__Task brief__:
Would you print every entry below exactly as written, omitting the images?

Start of Dataset records

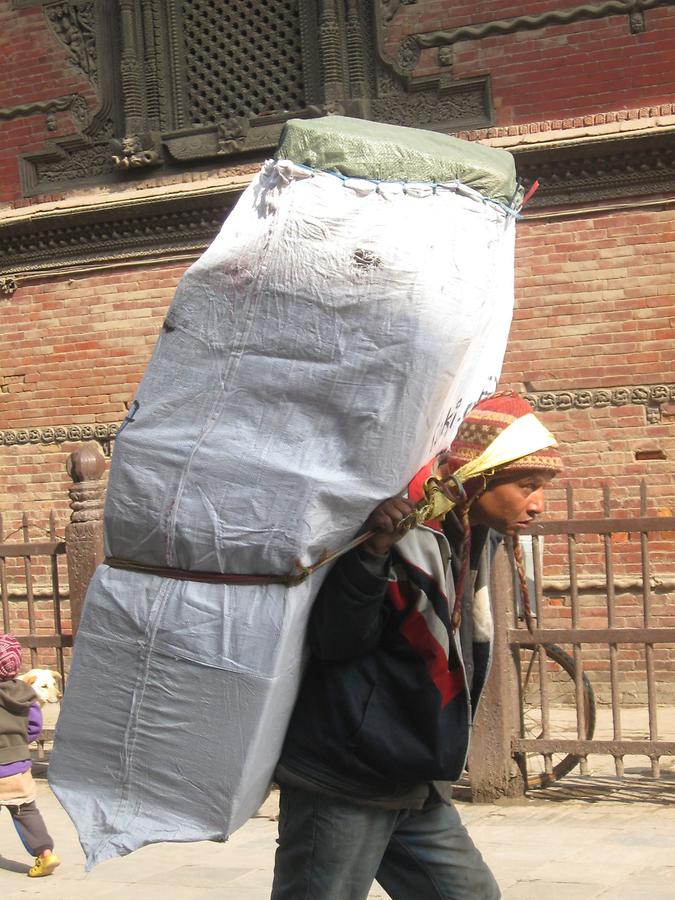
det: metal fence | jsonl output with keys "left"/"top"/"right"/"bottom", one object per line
{"left": 511, "top": 480, "right": 675, "bottom": 784}
{"left": 0, "top": 510, "right": 72, "bottom": 680}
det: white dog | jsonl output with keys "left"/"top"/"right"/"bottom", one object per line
{"left": 18, "top": 668, "right": 63, "bottom": 742}
{"left": 18, "top": 668, "right": 63, "bottom": 705}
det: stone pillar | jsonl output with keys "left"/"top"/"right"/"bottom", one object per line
{"left": 468, "top": 541, "right": 526, "bottom": 801}
{"left": 65, "top": 444, "right": 106, "bottom": 639}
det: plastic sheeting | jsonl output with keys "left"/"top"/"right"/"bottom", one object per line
{"left": 50, "top": 148, "right": 518, "bottom": 869}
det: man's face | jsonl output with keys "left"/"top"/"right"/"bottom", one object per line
{"left": 469, "top": 470, "right": 555, "bottom": 536}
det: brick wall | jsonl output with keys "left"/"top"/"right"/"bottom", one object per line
{"left": 386, "top": 2, "right": 675, "bottom": 126}
{"left": 0, "top": 264, "right": 184, "bottom": 532}
{"left": 504, "top": 205, "right": 674, "bottom": 529}
{"left": 501, "top": 204, "right": 675, "bottom": 704}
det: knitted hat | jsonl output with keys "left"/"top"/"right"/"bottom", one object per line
{"left": 443, "top": 392, "right": 561, "bottom": 632}
{"left": 446, "top": 391, "right": 562, "bottom": 476}
{"left": 0, "top": 634, "right": 22, "bottom": 680}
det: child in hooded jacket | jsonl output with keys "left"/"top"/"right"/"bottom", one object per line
{"left": 0, "top": 633, "right": 60, "bottom": 877}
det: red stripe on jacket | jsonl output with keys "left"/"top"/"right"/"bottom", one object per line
{"left": 388, "top": 580, "right": 465, "bottom": 707}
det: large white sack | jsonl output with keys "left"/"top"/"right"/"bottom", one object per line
{"left": 101, "top": 161, "right": 515, "bottom": 576}
{"left": 50, "top": 158, "right": 517, "bottom": 868}
{"left": 51, "top": 566, "right": 314, "bottom": 868}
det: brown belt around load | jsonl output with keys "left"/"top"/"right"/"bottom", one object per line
{"left": 103, "top": 526, "right": 380, "bottom": 588}
{"left": 104, "top": 557, "right": 309, "bottom": 587}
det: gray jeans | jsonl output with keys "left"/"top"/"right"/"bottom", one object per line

End of Dataset records

__Output of the task__:
det: metal fence | jsonl output with keys "left"/"top"/"right"/"bottom", one object per line
{"left": 511, "top": 480, "right": 675, "bottom": 784}
{"left": 0, "top": 510, "right": 72, "bottom": 680}
det: white dog | jsonl output with keys "left"/"top"/"right"/"bottom", one object per line
{"left": 18, "top": 668, "right": 63, "bottom": 742}
{"left": 18, "top": 668, "right": 63, "bottom": 705}
det: stone pillar | jsonl output with keys "left"/"top"/"right"/"bottom", one object per line
{"left": 468, "top": 541, "right": 526, "bottom": 801}
{"left": 65, "top": 444, "right": 106, "bottom": 639}
det: plastic sheeting | jsonl output with keys "left"/"top"/"right"/"bottom", one object per line
{"left": 50, "top": 148, "right": 518, "bottom": 869}
det: man's face | jsonl output with keys "left"/"top"/"right"/"bottom", one object per line
{"left": 469, "top": 470, "right": 555, "bottom": 536}
det: brick wall | jsonl output with keys "left"/"top"/"right"/"bottom", one object per line
{"left": 386, "top": 2, "right": 675, "bottom": 126}
{"left": 0, "top": 264, "right": 184, "bottom": 532}
{"left": 504, "top": 205, "right": 674, "bottom": 529}
{"left": 501, "top": 204, "right": 675, "bottom": 704}
det: knitted hat | jsonl output with keys "left"/"top"/"right"/"bottom", one object per line
{"left": 443, "top": 392, "right": 561, "bottom": 632}
{"left": 446, "top": 391, "right": 562, "bottom": 476}
{"left": 0, "top": 634, "right": 22, "bottom": 680}
det: child in hooded jacket | jsonl output with keys "left"/"top"/"right"/"bottom", one object per line
{"left": 0, "top": 633, "right": 60, "bottom": 877}
det: red stripe on jacket | jsonl output with keys "left"/"top"/"right"/"bottom", one object per line
{"left": 388, "top": 580, "right": 465, "bottom": 707}
det: large white sack | jsonl output with keys "left"/"top"/"right"/"bottom", one object per line
{"left": 101, "top": 161, "right": 515, "bottom": 576}
{"left": 50, "top": 158, "right": 517, "bottom": 868}
{"left": 51, "top": 566, "right": 314, "bottom": 868}
det: brown belt around load | jsonl output with keys "left"/"top"/"right"/"bottom", one object per line
{"left": 103, "top": 526, "right": 380, "bottom": 588}
{"left": 104, "top": 557, "right": 309, "bottom": 587}
det: gray jeans | jsonl output with keys "left"/"top"/"right"/"bottom", one object per line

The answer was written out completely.